Image region labeling entries
^^^^^^^^

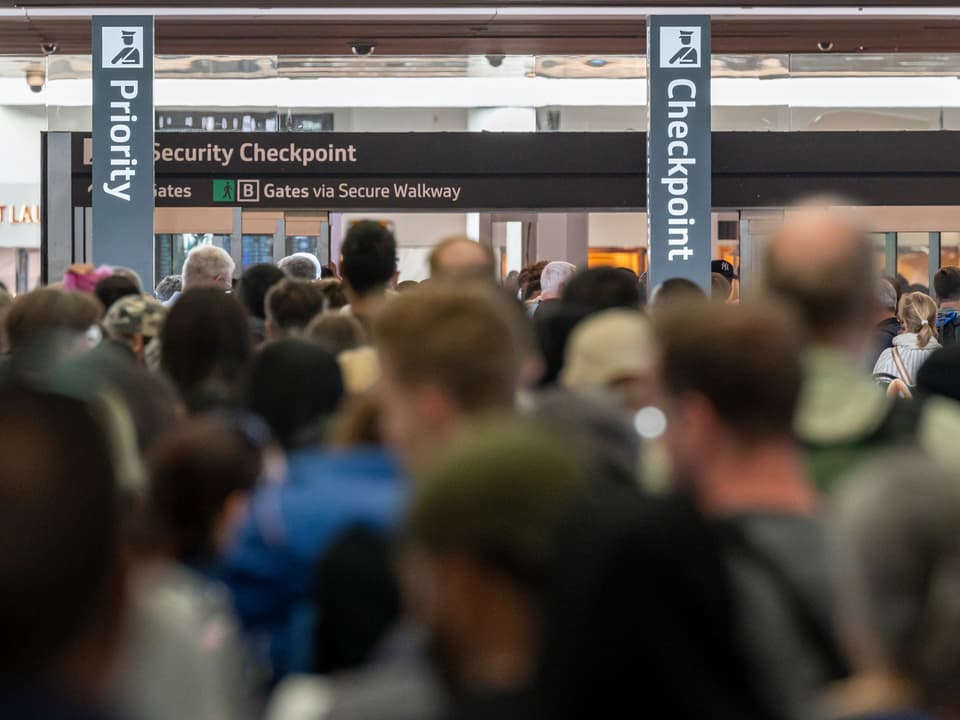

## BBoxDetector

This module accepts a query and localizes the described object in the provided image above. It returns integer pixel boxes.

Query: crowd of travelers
[0,205,960,720]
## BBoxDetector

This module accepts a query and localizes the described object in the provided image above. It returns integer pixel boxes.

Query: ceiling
[0,0,960,56]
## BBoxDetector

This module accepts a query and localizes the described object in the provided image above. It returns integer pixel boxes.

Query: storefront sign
[73,133,644,212]
[0,183,42,248]
[91,16,154,286]
[647,16,711,295]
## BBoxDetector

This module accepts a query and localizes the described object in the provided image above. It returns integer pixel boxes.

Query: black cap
[710,260,740,280]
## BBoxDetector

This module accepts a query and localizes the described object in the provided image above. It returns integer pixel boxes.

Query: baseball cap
[710,260,740,280]
[103,295,167,338]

^^^^^^^^

WHAT YOU SHOULD DO
Rescale the entries above by copying out every line except the pictures, with each pixel coordinate in the answers multiplied by 0.55 and rounded to a whole number, halves going up. All other text stays unchanged.

WRITTEN RESPONSE
## BBoxDetector

This module accepts a query and localizes the described object in the provided image above. It returns integer pixel boxes.

Query: crowd of travelers
[0,113,528,396]
## BBoxDetector

This module accepts a query and localizes the described object in the provided image above. It returns integer pixel boxes.

Query: ceiling
[0,0,528,31]
## BBoxDetector

This module accepts a query and localizes the described object in the provided image above. It returns integer pixel boxes.

Query: storefront sign
[40,73,354,117]
[0,101,23,136]
[50,9,85,157]
[356,9,391,162]
## BBoxDetector

This module accepts a query and localizes the described object in the provided image above. It returns integer pixel boxes.

Query: black cap
[391,143,407,154]
## BBoxDetector

This module accepts a query and localizes the described object in the provided image above. It returns integer pixel boxes.

Query: baseball cap
[391,143,407,154]
[57,162,92,186]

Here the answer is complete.